**What is expected**
The pictures stay out. Please retype every line below exactly.

**Excerpted data**

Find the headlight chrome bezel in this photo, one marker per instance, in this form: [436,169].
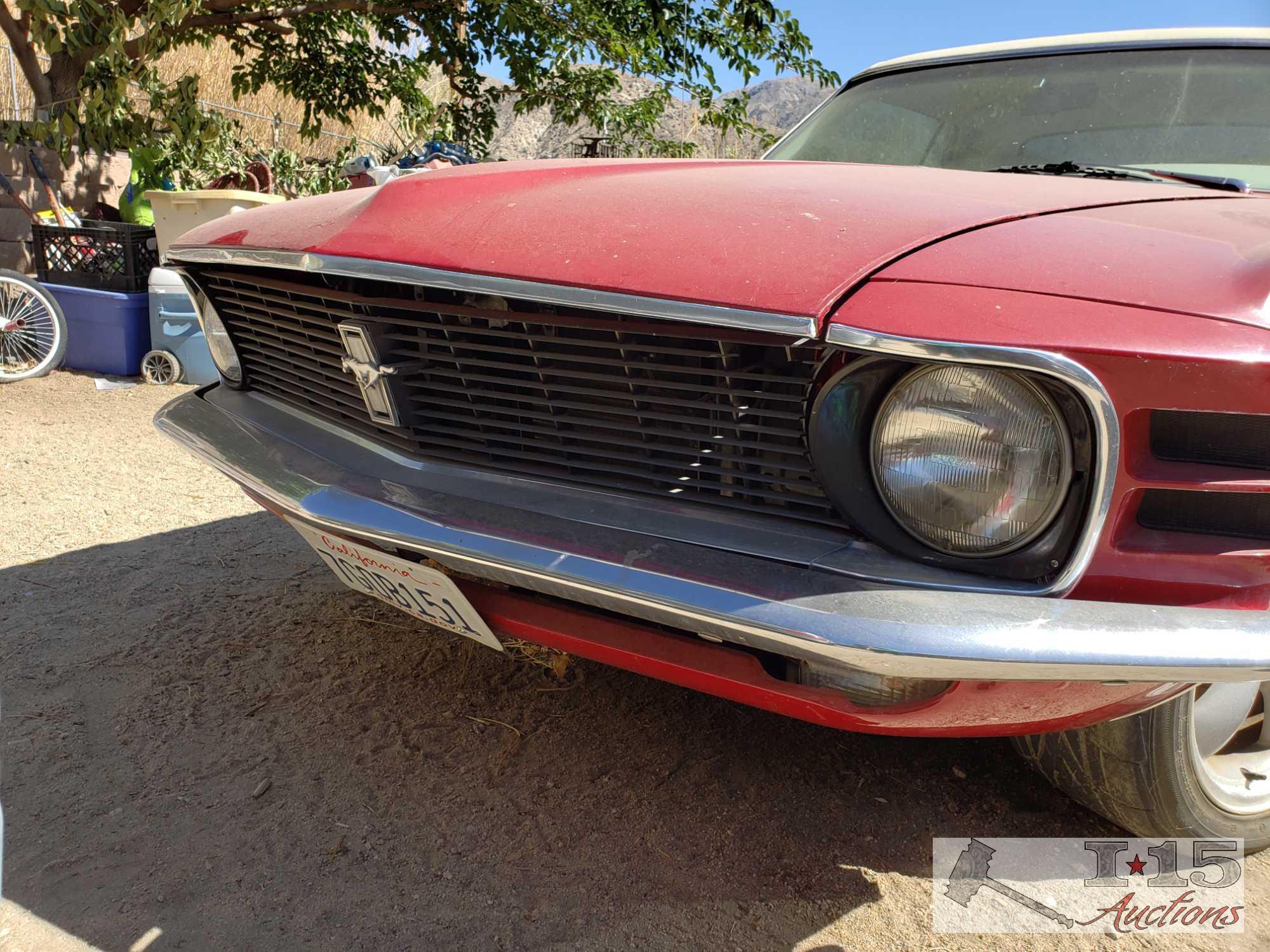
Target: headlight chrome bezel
[1065,447]
[217,334]
[840,439]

**Answer for the task**
Find the headlight chrome bezel in this photo, one marker per instance, in this form: [436,169].
Target: headlight chrome bezel
[1065,447]
[217,334]
[840,439]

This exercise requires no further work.